What the task asks — Rewrite the material between the lines holding "of the black" and "x=378, y=258", inclusive, with "phrase" changed to "label" and everything else left as it is.

Provided entries —

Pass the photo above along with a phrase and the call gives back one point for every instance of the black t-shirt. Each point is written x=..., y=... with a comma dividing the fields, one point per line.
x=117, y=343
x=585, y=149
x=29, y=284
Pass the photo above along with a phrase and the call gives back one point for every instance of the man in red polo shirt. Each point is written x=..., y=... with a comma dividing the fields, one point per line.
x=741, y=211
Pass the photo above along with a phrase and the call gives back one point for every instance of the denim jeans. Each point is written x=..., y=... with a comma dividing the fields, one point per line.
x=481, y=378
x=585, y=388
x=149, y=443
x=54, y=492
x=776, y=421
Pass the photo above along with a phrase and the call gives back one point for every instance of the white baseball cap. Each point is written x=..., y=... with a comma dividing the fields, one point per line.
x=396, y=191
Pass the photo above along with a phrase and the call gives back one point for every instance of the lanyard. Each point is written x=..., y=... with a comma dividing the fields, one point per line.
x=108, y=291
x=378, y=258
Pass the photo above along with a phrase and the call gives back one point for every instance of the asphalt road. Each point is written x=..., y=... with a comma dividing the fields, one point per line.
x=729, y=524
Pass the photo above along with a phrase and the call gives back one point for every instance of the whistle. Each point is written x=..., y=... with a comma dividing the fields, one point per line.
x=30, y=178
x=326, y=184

---

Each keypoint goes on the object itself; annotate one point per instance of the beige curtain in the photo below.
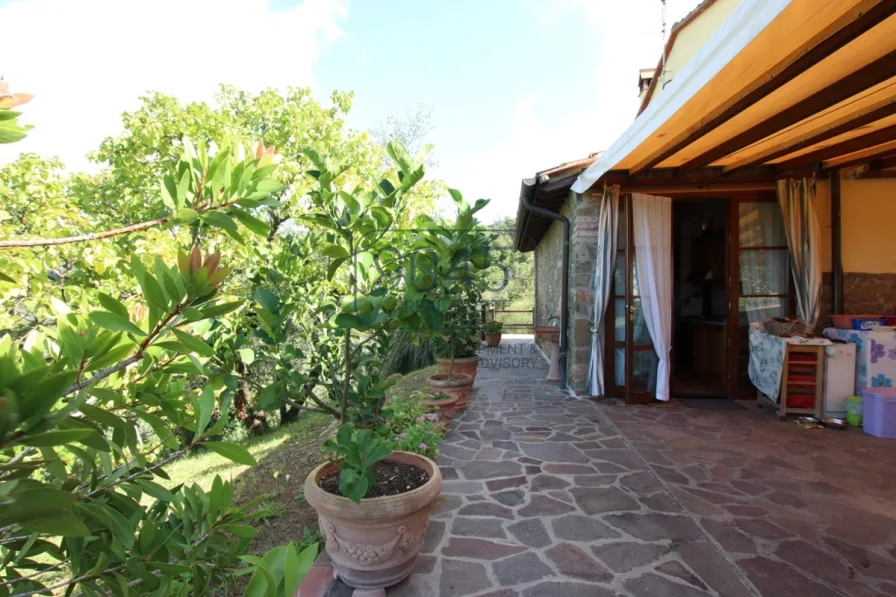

==

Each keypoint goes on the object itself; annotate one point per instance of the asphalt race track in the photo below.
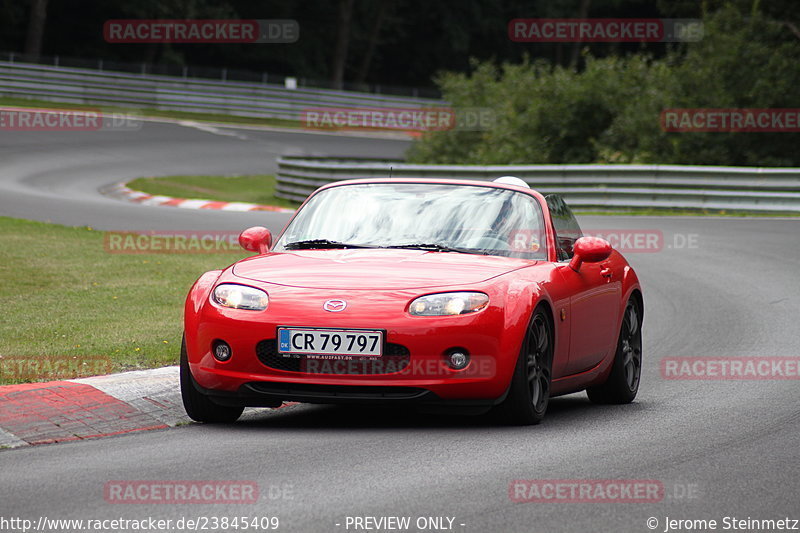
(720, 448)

Written answer —
Pass the photo above along with a label and the call gives back one point for every instance of the black t-shirt. Each point is written x=..., y=... with a comma dividing the fields, one point per line.
x=117, y=343
x=585, y=149
x=29, y=284
Pass the photo above along with a label and the call gives back one point for every instance of the man in red polo shirt. Each point is written x=..., y=... with a comma dividing the fields, one point per line.
x=741, y=211
Pass the photo above along with a label and the call gives back one point for every instance of the denim jeans. Each point is written x=..., y=... with a comma dividing the fields, one point per line.
x=481, y=378
x=585, y=388
x=149, y=443
x=54, y=492
x=776, y=421
Pass the photo above along with a label and the call gives back one point for every instance of the white baseball cap. Each point is written x=..., y=... with a comma dividing the fields, one point per line.
x=396, y=191
Pass the photo above along with a label and the call gives back one point for every instance of the lanyard. Each point is written x=..., y=... with a comma dividing the fields, one point per line.
x=108, y=291
x=378, y=258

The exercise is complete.